The problem ▸ Your response should consist of every line below, reproduced without alteration.

[Point localization data]
# # # # # # #
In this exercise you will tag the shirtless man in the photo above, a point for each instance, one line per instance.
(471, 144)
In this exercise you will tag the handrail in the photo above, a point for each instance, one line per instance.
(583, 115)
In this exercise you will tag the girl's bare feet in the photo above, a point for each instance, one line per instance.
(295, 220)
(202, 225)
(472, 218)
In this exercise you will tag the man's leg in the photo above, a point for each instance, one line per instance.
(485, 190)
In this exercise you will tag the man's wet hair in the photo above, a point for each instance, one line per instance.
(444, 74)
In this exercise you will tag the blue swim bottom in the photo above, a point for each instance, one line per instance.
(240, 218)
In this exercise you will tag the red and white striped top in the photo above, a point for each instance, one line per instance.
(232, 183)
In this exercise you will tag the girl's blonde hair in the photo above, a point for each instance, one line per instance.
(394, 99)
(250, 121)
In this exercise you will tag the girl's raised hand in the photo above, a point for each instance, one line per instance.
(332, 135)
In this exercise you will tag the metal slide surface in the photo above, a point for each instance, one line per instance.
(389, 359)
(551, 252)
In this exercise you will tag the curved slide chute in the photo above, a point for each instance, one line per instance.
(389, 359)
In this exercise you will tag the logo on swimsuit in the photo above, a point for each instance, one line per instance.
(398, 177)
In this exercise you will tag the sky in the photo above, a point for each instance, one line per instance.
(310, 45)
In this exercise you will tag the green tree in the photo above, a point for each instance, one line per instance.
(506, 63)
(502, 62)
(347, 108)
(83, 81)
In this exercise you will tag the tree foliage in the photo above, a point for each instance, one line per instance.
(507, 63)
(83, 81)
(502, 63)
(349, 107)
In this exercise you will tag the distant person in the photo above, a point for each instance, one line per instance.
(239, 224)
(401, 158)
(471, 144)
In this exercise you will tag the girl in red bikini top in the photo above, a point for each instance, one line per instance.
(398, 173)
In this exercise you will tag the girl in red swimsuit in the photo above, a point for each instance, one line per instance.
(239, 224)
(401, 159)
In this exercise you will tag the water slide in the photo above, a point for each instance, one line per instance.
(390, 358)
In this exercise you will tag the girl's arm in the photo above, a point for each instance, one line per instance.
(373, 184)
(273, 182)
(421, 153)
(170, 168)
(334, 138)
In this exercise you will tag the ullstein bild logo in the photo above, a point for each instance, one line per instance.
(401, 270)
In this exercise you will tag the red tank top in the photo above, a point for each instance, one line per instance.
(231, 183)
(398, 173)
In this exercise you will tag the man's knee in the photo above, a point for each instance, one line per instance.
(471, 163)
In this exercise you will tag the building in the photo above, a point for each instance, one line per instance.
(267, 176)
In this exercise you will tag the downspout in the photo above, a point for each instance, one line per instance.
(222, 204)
# # # # # # #
Task result ▸
In this exercise you will tag the shirtless man in the photo above, a point for each instance, one line per instance.
(471, 144)
In this exercise you will tag the handrail in the photo above, a point for each instance, one line per instance.
(583, 115)
In this exercise you will tag the girl's bare feet in the photo above, a point for each instance, one line per instance.
(295, 220)
(202, 225)
(472, 218)
In this exercise you will tag the man's leg in the photo above, a point for each instance, one line per instance.
(485, 190)
In this exercise you will tag the man's wet hair in the photo above, a point for each instance, one line per instance.
(444, 74)
In this exercise you will tag the blue swim bottom in the photo above, a point for each instance, one line per instance.
(240, 218)
In this exercise you will tag the red and white striped top in the photo above, a point for each instance, one line per instance.
(232, 183)
In this exercise you will tag the girl's blonde hair in the photo above, a point for each instance, one line per instance.
(394, 99)
(250, 121)
In this exercise you will tag the girl's raised hand in the photo above, a point for each instance, one line per instance.
(332, 135)
In this exercise you will tag the metal slide surface in the photo above, a point for each instance, one line per instance.
(389, 359)
(551, 252)
In this exercise you will tag the curved slide chute in the photo above, a point for each instance, one line per instance.
(389, 359)
In this exercise you will tag the logo on swimsuit in the photo above, a point for each instance, one line per instance.
(398, 177)
In this exercise you will tag the sky in the photo above, a point for each instance, one line per instance.
(310, 45)
In this exercise you will tag the green tree in the photo above, a point for each instance, one line per instance.
(506, 63)
(502, 62)
(347, 108)
(83, 81)
In this exercise you will tag the tree foliage in the photo above, a point for each instance, one line per instance.
(507, 63)
(83, 81)
(502, 63)
(349, 107)
In this exercise you will tag the distant person in the photo above, a point for each instance, one line per instance.
(239, 224)
(401, 158)
(471, 144)
In this exercise you will tag the girl in red bikini top in the photo above, a point for each instance, one line per instance.
(398, 173)
In this exercise you will tag the girl in red swimsuit in the photo above, a point for each instance, one line per instance.
(239, 224)
(401, 159)
In this exercise you will tag the water slide in the photo above, a point for each instance, one line per instance.
(390, 358)
In this exercise you will tag the girl's arm in the photo above, a point for each instance, one line per instance.
(373, 184)
(273, 182)
(421, 153)
(170, 168)
(334, 138)
In this exercise you will tag the ullstein bild logo in the photo above, a point for each instance, one line per instance.
(401, 270)
In this exercise you will tag the red tank top in the photo above, a point for each instance, one line per instance.
(231, 183)
(398, 173)
In this exercise you will tag the man's knee in the photo above, a point for each instance, one line per instance.
(471, 163)
In this exercise you will tag the building in the photo above, a point for each instance, one line per instance.
(267, 176)
In this exercise you will tag the downspout in the photo above, a point for each instance, one line per instance.
(222, 204)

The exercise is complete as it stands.